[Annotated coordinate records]
-*-*-
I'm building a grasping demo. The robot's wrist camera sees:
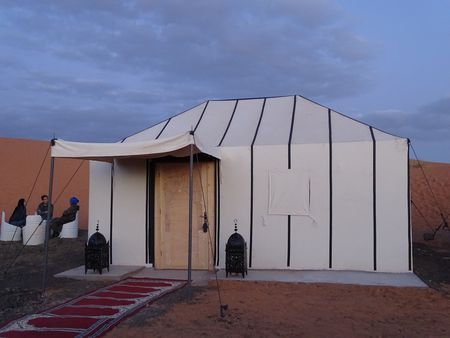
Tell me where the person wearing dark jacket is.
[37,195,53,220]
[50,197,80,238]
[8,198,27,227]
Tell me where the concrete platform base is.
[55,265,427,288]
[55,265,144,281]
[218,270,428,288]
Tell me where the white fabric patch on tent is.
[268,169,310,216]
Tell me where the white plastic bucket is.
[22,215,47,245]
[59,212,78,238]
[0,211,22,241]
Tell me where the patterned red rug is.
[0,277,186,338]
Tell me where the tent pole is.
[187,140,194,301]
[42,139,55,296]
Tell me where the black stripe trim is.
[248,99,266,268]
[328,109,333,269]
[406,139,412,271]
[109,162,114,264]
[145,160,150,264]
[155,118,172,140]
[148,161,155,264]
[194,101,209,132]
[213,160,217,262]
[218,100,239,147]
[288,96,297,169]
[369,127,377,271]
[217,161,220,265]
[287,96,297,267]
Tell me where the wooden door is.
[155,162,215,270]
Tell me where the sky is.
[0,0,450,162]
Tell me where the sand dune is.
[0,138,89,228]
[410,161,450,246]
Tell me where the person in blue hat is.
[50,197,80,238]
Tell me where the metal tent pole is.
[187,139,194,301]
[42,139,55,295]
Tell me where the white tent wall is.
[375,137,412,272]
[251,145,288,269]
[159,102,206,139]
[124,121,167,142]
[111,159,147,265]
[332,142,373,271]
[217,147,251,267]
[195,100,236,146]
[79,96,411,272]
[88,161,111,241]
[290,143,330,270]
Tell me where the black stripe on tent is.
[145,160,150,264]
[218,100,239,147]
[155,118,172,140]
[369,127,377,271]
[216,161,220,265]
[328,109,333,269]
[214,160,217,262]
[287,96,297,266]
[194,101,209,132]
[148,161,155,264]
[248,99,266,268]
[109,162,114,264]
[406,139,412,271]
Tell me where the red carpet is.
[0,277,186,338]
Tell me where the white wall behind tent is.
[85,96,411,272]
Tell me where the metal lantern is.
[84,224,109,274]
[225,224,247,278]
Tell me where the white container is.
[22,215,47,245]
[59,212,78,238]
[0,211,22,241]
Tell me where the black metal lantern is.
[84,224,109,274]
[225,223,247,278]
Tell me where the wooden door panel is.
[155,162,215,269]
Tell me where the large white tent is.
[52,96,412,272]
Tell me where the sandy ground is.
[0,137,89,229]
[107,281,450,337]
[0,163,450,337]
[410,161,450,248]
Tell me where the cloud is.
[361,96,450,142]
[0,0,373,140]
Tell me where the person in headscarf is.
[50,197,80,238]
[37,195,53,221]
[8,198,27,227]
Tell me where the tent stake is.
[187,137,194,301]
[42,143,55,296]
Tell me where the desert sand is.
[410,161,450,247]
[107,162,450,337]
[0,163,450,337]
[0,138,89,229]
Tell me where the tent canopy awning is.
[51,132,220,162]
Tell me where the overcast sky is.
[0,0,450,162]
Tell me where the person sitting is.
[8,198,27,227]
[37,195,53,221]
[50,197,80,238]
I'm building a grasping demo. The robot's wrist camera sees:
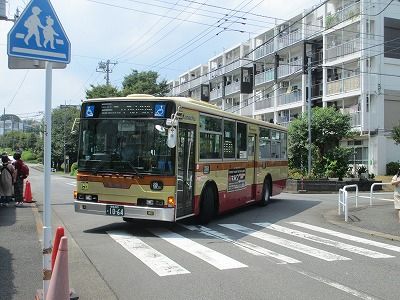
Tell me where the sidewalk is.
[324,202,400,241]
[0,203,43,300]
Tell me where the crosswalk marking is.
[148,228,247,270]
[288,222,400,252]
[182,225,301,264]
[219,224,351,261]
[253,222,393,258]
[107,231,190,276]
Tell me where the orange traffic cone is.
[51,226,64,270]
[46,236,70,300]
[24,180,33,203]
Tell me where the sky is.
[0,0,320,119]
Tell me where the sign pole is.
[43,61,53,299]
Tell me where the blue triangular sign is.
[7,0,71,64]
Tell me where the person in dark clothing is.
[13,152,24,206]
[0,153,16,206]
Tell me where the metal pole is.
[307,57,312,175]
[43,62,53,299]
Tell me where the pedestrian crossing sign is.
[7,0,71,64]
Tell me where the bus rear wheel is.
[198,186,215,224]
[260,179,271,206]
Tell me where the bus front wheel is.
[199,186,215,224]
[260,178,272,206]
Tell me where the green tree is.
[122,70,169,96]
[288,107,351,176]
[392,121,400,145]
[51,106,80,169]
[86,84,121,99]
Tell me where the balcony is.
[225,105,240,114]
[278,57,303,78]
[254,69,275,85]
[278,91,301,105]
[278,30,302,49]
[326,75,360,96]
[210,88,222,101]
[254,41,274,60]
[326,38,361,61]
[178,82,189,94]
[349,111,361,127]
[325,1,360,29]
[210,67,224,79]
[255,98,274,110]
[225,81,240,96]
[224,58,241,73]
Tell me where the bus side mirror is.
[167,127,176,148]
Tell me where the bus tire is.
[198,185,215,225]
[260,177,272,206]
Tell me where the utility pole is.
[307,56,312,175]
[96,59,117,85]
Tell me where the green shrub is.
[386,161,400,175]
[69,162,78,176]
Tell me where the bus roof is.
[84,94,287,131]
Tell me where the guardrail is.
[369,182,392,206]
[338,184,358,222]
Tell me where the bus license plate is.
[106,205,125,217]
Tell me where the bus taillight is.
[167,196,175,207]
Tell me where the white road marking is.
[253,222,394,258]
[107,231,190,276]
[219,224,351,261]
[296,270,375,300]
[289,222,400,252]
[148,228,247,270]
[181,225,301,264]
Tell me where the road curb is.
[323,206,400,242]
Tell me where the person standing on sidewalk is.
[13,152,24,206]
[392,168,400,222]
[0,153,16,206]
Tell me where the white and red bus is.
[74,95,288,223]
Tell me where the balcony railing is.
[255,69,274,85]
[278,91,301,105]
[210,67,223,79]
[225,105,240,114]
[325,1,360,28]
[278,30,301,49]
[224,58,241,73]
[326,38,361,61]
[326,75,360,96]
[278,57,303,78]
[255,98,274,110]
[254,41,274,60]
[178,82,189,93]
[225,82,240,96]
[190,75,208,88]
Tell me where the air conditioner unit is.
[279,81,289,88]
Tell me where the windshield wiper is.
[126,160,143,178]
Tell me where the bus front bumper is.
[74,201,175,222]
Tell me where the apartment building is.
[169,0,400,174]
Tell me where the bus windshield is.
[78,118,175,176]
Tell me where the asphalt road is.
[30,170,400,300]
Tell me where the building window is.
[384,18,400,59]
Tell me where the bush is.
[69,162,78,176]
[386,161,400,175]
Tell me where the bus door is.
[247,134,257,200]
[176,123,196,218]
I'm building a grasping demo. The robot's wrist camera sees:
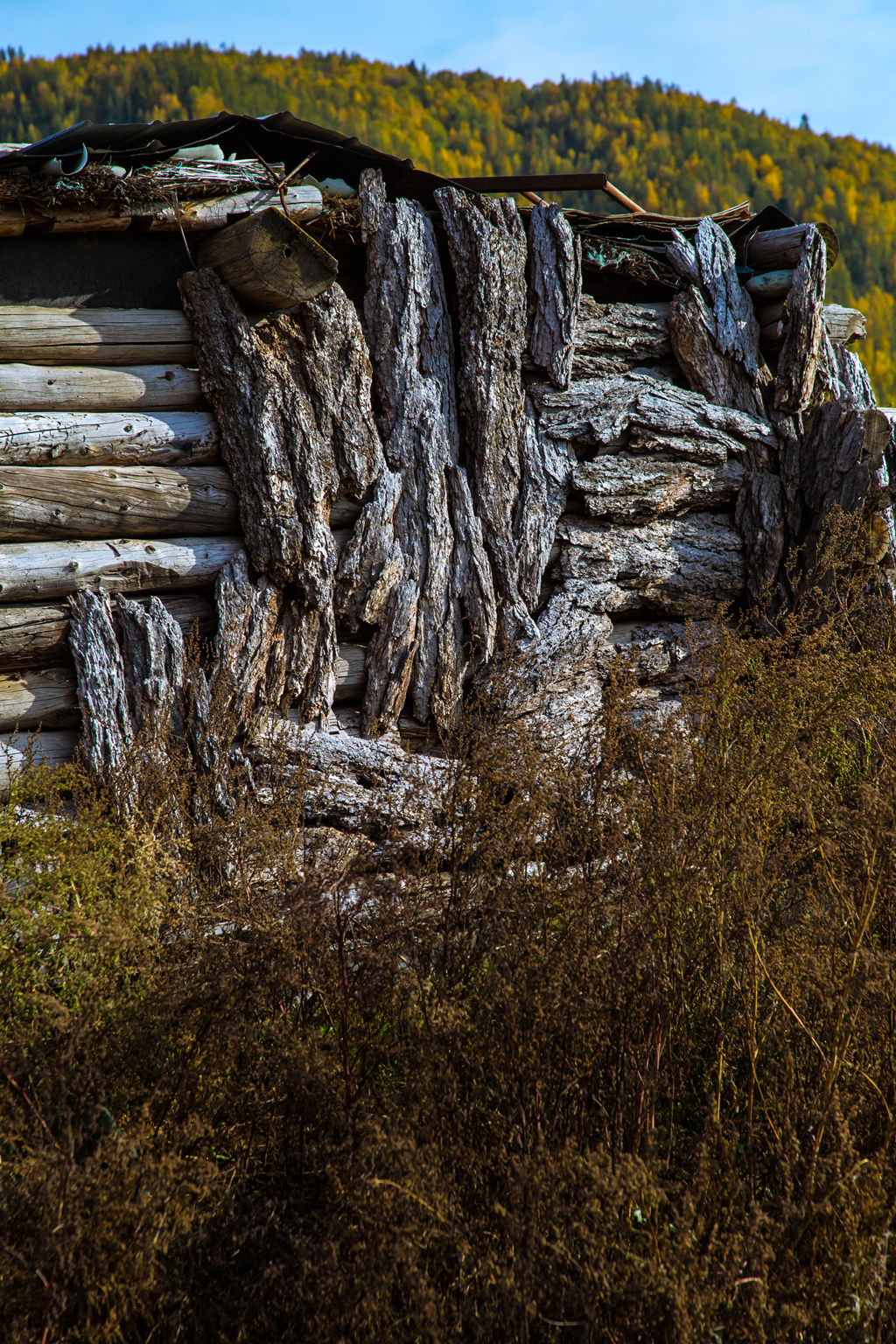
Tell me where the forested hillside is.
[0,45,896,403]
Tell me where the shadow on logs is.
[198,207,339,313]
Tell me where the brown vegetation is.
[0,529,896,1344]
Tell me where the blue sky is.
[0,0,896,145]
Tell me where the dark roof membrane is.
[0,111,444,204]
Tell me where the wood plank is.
-*-*-
» Requirement
Report every line of the items that contains the word "roof", treating upper and lower case as distinct.

» Expected answer
Tell me where the bus roof is.
Tell me where the dark roof membrane is.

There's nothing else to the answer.